Document extract:

Once my Hayek von Pinochet post came out, a Hayek enthusiast began questioning—among other things—my claim about Hayek’s role in the Viña meeting on Twitter.
Truth is: this was the first time I had heard anyone question the claim about Hayek and Viña, but I decided to follow it up.
I emailed a past president of the MPS, who informed me that a regional meeting such as this one would have been proposed by local members of the Society to the Board, which would have had to have given its approval. My informant wasn’t sure if Hayek was on the board in 1981—honorary presidents, he said, weren’t usually on the board—and he also told me that the Chileans to whom I might pose some questions were “not around.”
So far, so nothing. I emailed a few scholars about the meeting, but didn’t hear back from them.
Then I stumbled across this 1979 letter from Hayek to Joaquin Reig, an MPS regular from Spain who wanted to organize a regional meeting in Madrid. In the letter, Hayek makes plain his preferences for the meeting’s location:
I believe I mentioned to you that I would rather like to have the meeting take place at Salamanca, but that may be, as you pointed out, impracticable. But I want still strongly to urge that we have there a one day public meeting entirely devoted to “The Spanish Origins of Economic Liberalism!”

Your tasks:
1 – Reproduce the Hayek excerpt word for word from "I emailed a past" to "back from them.".
2 – Answer these questions from the Hayek excerpt.
(a) According to the past MPS president, who would have proposed a regional meeting like the one at Viña?
(b) In which city did Joaquin Reig want to organize a regional meeting?
(c) In what year did Hayek write his letter to Reig?
The data after the Hayek excerpt isn't needed.

Raw data:

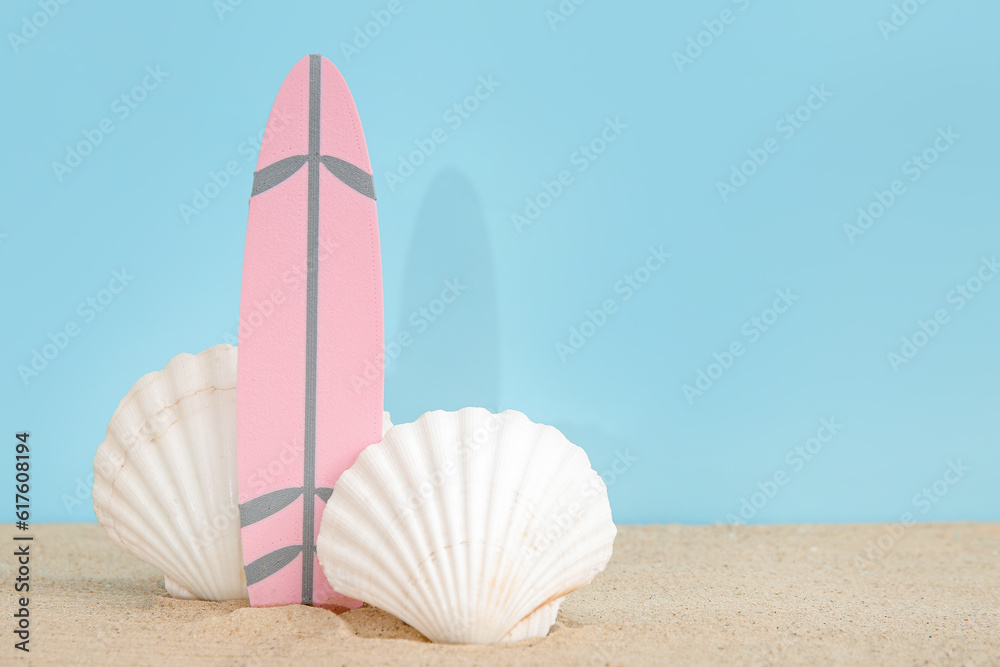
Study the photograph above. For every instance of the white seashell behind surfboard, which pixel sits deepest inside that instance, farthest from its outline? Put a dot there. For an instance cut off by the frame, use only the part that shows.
(165, 476)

Results for each task:
1 –
I emailed a past president of the MPS, who informed me that a regional meeting such as this one would have been proposed by local members of the Society to the Board, which would have had to have given its approval. My informant wasn’t sure if Hayek was on the board in 1981—honorary presidents, he said, weren’t usually on the board—and he also told me that the Chileans to whom I might pose some questions were “not around.”
So far, so nothing. I emailed a few scholars about the meeting, but didn’t hear back from them.

2 –
(a) Local members of the Society, who would have proposed it to the Board.
(b) Madrid.
(c) 1979.